What to do —
Locate each line in the records below that contains the word "foliage", and copy those lines.

Dataset entries —
┌──
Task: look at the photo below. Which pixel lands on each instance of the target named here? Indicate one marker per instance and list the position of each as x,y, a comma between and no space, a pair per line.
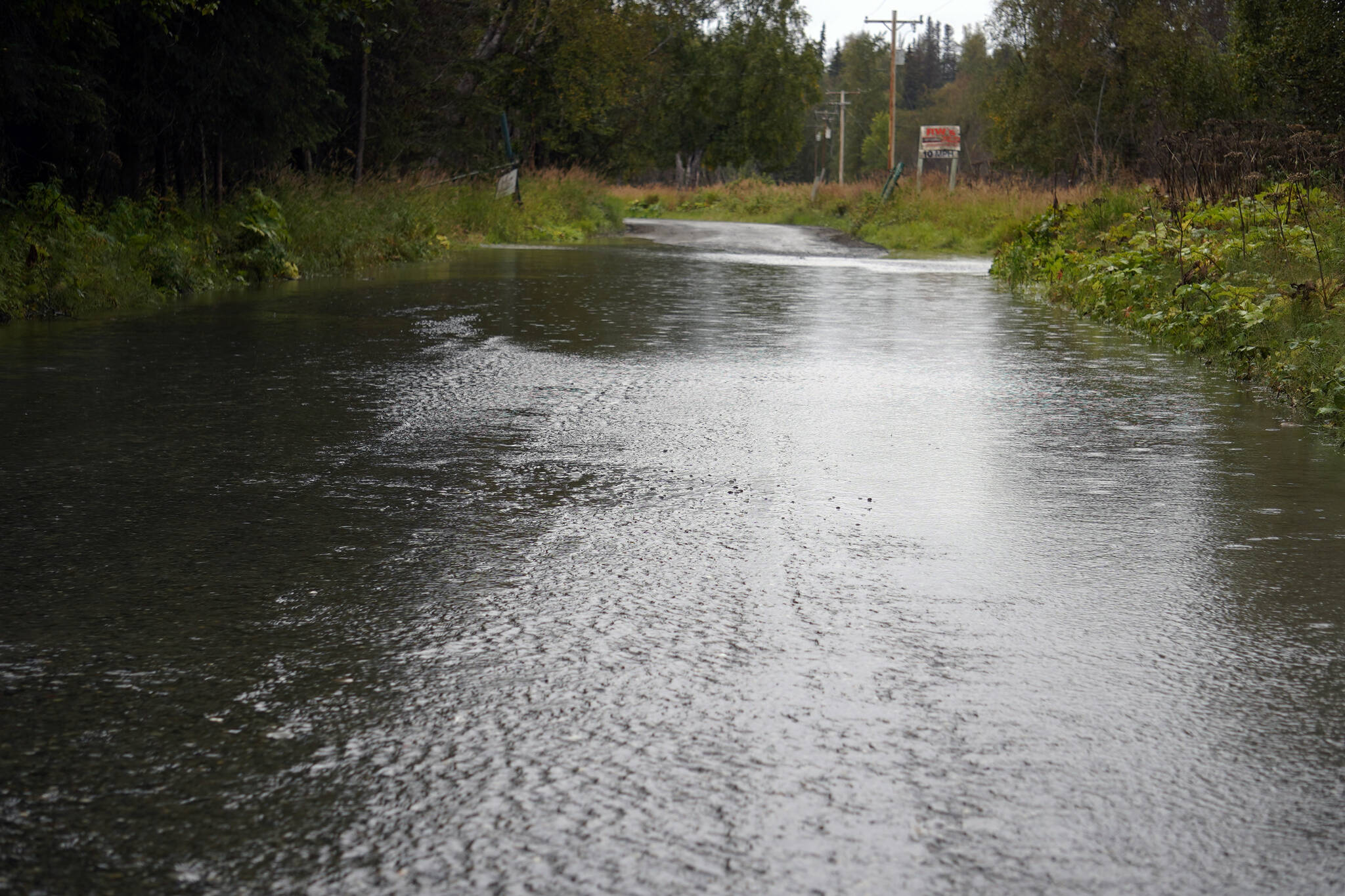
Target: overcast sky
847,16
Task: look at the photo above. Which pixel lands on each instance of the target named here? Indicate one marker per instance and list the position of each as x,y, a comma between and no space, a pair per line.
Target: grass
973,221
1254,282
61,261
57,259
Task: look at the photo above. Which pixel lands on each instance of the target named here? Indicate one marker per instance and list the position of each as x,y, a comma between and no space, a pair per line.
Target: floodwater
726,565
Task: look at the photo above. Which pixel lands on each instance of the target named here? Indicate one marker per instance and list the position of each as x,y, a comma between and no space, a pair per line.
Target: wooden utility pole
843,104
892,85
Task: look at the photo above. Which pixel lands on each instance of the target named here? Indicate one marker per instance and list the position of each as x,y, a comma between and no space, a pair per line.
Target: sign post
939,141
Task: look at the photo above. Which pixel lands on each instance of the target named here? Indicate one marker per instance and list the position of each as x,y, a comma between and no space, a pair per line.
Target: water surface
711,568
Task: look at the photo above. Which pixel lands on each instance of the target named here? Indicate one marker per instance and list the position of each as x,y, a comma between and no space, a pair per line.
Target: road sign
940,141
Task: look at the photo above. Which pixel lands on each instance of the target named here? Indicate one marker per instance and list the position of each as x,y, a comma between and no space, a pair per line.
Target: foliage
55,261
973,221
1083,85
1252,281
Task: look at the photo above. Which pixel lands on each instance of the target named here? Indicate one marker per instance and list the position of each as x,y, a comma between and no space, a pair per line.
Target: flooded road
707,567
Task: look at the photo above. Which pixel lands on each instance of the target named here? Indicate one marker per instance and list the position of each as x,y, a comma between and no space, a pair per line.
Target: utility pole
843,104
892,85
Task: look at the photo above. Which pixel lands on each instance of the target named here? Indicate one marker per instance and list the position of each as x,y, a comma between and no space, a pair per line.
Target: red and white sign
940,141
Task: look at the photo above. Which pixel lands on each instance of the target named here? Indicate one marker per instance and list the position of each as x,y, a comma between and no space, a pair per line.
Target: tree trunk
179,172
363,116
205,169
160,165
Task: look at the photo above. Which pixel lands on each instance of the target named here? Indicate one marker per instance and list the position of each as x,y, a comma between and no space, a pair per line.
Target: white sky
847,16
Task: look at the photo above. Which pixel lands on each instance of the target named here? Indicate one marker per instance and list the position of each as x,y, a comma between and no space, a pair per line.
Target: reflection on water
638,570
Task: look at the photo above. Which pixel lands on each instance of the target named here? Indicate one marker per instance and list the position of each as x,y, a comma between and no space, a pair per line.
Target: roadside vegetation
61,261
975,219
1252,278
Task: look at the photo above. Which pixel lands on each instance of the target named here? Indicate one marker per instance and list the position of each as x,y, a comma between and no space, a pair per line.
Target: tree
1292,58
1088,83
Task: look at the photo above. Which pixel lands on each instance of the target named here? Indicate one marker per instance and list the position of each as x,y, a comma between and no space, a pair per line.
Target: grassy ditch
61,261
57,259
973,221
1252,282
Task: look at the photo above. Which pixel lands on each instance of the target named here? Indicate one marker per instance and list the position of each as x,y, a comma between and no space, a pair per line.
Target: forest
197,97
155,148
└──
┌──
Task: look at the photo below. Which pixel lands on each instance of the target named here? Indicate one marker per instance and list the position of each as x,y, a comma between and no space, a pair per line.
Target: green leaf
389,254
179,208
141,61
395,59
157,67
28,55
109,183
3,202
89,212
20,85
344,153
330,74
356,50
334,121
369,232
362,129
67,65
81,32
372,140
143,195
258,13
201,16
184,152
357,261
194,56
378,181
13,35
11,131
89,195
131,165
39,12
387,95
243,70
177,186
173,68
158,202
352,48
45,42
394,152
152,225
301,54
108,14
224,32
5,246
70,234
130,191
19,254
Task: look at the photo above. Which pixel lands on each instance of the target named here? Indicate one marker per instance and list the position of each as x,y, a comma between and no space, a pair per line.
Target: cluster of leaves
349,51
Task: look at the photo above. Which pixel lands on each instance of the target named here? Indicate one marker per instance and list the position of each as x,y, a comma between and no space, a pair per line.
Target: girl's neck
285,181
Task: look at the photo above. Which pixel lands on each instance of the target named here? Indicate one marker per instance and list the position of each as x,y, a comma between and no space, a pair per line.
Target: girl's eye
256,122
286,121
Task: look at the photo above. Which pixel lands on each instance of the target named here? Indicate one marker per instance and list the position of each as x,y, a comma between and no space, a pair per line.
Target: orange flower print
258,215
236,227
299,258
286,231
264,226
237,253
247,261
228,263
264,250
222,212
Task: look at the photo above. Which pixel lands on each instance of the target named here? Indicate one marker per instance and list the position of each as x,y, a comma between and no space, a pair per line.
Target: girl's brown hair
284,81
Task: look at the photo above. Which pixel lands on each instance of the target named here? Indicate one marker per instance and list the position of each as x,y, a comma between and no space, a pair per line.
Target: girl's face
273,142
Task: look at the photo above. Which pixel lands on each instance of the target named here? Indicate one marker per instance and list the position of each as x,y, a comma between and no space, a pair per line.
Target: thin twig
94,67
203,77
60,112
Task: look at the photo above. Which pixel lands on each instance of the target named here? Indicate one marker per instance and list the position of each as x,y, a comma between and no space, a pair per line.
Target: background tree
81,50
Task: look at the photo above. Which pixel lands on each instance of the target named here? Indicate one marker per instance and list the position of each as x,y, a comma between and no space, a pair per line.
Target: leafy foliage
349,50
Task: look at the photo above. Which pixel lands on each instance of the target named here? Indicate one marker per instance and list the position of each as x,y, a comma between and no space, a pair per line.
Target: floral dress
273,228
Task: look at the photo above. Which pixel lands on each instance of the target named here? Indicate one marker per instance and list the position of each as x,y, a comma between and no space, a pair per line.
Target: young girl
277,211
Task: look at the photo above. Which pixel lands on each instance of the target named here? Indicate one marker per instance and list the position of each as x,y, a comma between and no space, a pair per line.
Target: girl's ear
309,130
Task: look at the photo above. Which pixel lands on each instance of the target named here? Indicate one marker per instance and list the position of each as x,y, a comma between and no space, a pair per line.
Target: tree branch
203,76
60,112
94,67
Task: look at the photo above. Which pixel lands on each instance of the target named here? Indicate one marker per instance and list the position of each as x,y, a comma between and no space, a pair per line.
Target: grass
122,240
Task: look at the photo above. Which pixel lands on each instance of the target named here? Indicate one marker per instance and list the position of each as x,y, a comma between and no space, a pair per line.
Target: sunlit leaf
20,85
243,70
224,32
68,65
└──
Response to the exercise —
Target: foliage
Target: leafy foliage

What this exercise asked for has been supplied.